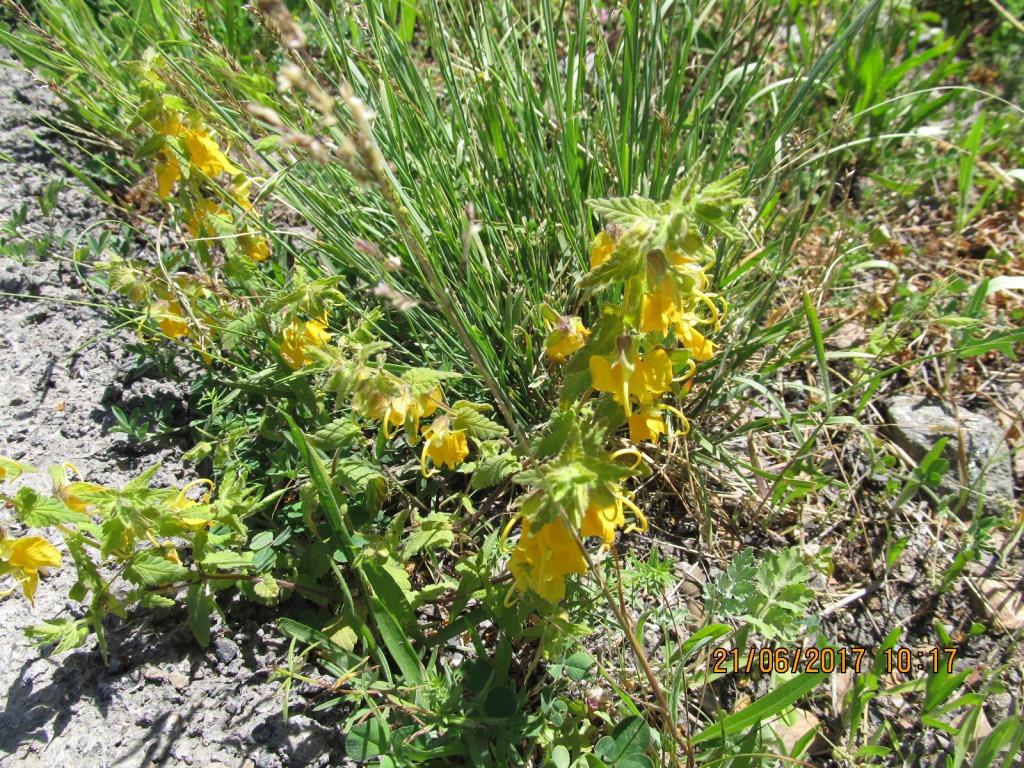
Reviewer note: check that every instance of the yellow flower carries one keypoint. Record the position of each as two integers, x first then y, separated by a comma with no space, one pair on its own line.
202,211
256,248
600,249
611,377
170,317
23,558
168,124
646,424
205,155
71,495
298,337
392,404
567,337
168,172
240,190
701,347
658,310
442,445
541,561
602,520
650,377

---

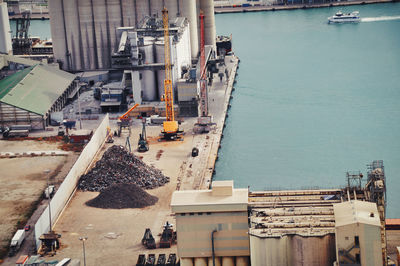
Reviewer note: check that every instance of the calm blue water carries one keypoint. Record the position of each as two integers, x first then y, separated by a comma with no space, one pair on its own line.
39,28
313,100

WORK TO COMPLETE =
How many of the lines above contain the string "water", matching case exactly? Give only the number.

WRITTEN SOLUTION =
1